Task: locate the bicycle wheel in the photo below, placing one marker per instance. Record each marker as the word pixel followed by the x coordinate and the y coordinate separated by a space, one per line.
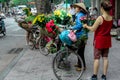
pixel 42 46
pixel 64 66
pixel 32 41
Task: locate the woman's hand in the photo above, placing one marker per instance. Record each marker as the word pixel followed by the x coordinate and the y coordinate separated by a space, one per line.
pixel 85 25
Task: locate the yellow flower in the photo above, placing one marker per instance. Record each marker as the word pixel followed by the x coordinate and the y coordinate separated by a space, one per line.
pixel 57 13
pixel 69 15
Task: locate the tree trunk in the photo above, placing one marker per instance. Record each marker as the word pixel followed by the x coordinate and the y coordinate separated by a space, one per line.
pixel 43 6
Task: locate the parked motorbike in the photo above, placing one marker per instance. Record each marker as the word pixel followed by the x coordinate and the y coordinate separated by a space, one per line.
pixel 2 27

* * *

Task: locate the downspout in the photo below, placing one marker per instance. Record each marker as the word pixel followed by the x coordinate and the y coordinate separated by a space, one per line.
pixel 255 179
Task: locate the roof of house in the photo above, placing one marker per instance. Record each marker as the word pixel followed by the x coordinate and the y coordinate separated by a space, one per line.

---

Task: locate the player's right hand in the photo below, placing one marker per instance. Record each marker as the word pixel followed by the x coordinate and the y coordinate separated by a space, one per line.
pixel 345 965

* WHAT IS REQUIRED *
Retype the lines starting with the line that contains "Task: locate the player's" and going on through the line that contains "pixel 345 965", keeping every character the same.

* SOLUTION TO THE EXERCISE *
Task: locate the player's right hand in the photo below, placing one marker per instance. Record each marker as the word pixel followed by the x coordinate and the y coordinate separated by a space, one per line.
pixel 345 965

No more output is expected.